WHAT IS REQUIRED —
Reproduce all of the data below without alteration; exclude every picture.

RECORDS TO PROCESS —
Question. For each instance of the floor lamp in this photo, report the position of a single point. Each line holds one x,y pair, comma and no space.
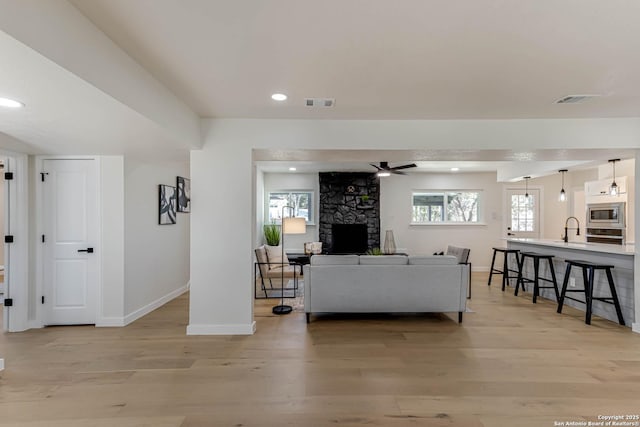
290,225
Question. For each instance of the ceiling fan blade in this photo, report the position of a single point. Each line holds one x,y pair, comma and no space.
412,165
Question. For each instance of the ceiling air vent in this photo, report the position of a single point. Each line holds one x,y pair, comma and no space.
574,99
320,102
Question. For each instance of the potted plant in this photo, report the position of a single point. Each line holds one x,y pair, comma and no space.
272,234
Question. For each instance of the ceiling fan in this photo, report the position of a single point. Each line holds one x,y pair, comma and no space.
385,170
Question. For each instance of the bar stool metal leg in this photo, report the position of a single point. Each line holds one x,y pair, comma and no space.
555,282
565,283
614,294
493,261
536,276
520,280
588,291
505,271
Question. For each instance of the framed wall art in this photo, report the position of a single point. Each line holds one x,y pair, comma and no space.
184,194
167,204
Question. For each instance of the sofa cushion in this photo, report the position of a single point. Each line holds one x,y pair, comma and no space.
383,260
274,257
432,259
335,260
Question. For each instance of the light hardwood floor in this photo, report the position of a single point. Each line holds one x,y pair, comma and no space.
510,363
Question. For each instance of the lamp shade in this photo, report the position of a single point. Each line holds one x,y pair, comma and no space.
294,225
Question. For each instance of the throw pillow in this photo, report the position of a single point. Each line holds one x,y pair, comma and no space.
274,257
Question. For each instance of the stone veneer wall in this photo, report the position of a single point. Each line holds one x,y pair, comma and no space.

RESULT FOR THIS EXERCISE —
Question. For each instance of the floor lamp in this photo, report the position of a single point. Each line holds one x,y pair, comma and no space.
290,225
Question. For each instance of the ceiling fan blade in this photo, report the position of a single point. Each line holds one x,y pair, comma and no space.
412,165
Question. For each instance of the ceiling air vent in this photo, report the position of a single point. Each line holds one x,y pair, comma and no space.
574,99
320,102
Question. For each instance of the potted plant in this photo, report the position of a single point. Each line holds one x,y pair, comma and no space.
272,234
Question. For each instance of the ceiling fan in this photo, report the position of a single point. Each line holds one x,y pair, comma and no space.
385,170
Question. For each instance of the bar stool metal leg in this photo, report the position of a single point. Each line holds one x,y pair, comma and no space.
555,282
565,283
614,294
493,261
536,276
520,280
588,291
505,271
Question. For each instance of the framed wall art in this photo, report the position of a single point. Each line holds one x,y pair, comma and no space.
184,194
167,204
Question. For each instance of the sofa cushion in this photo, report the position of a single point. Each line holds one x,y pair, comma and no space.
383,260
274,257
432,259
335,260
Question. For each instance of the light hardwood floor in this photo, report the position of a single point. Each line holds one x,y pair, comma and no space.
510,363
Question. For each instance of the lamp shade in this photo, report the position of a single point. Each line holds one x,y pair, comma and no space.
294,225
Question. For each instance of the throw pillow in this photo, report the position of a single point. Each line holds one x,y pair, comma and no space.
274,257
Question. For each instance of the stone veneer wall in this photo, report the position of a single point. Each line holds one x,y pair, comma and no space.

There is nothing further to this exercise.